THE REQUEST
Format the entries below as a two-column CSV with the header row text,answer, giving one row per entry. Put each entry's text and its answer in a single double-quoted field, with line breaks replaced by spaces.

RECORD EXTRACTS
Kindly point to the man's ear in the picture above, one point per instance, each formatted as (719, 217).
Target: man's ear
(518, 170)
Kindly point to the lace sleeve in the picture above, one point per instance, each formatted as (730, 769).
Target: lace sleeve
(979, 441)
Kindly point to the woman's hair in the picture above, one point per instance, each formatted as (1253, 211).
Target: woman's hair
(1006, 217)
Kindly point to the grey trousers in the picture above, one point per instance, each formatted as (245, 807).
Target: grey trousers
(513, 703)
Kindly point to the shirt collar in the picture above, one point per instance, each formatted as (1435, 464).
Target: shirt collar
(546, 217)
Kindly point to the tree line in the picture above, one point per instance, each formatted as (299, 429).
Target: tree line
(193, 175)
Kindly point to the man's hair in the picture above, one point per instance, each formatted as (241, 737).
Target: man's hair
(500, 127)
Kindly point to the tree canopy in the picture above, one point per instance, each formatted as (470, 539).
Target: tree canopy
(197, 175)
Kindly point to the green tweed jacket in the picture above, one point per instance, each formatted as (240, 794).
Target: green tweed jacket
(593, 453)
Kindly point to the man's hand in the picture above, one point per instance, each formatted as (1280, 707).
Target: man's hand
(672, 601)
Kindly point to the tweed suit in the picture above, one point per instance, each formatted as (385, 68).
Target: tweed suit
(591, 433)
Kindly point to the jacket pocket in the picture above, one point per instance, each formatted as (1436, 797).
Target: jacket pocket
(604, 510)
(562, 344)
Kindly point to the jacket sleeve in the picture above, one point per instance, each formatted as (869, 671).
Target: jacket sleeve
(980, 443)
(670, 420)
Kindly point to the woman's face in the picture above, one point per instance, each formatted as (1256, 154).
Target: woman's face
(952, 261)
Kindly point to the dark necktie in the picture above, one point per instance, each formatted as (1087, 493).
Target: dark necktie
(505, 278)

EXERCISE OUTPUT
text,answer
"Kindly point to the man's ear in the picture above, one point per instance, each formatted as (719, 217). Target: man's ear","(518, 170)"
"Kindly point to the lace sleeve in the picture above, one point per instance, each formatted as (730, 769). Target: lace sleeve","(979, 441)"
"Kindly point to the woman's hair in the picture above, one point per instance, each formatted as (1253, 211). Target: woman's hair","(1006, 217)"
"Kindly point to the grey trousers in the picture above, one point per instance, each formatted as (245, 807). Target: grey trousers","(513, 703)"
"Kindly point to the shirt collar in the picture above, one point per instance, each formatted as (1435, 464). Target: shirt collar","(546, 217)"
"Kindly point to the tree line in the picture above, one point per instance, each formatted as (299, 429). Target: tree line","(193, 175)"
"Kindly point to the man's hair in the picture above, one point per instance, each formatted as (241, 737). Target: man's hair","(500, 127)"
"Kindly point to the tree canopy in the picture above, one point per instance, each formatted as (470, 539). Target: tree canopy","(197, 175)"
"Kindly point to the green tweed jacket in the picture above, one point per instance, each formatted as (240, 794). Target: green tweed jacket","(593, 453)"
"Kindly point to the man's hand in the picture above, one point per instance, each formatted as (1280, 707). Target: man's hand","(672, 601)"
"Kindly point to the tweed suit in the picture above, one point per instance, each formatted as (385, 68). Target: tweed suit","(591, 433)"
"Kindly point to the jacket pocket in the picture above, one point per instance, each formatted as (1436, 797). Target: jacket pocket","(604, 510) (562, 344)"
"Kindly point to the jacket sleeve in the picture above, one point per instance, each formatted as (869, 671). Target: jacket sleeve","(980, 443) (670, 420)"
"Kindly point to the woman's face in the picture above, one point per instance, each formatted as (1256, 154). Target: woman's face","(952, 261)"
"Kindly point to the dark necktie in the picture above, one point per instance, each formatted as (1087, 493). Target: dark necktie","(505, 278)"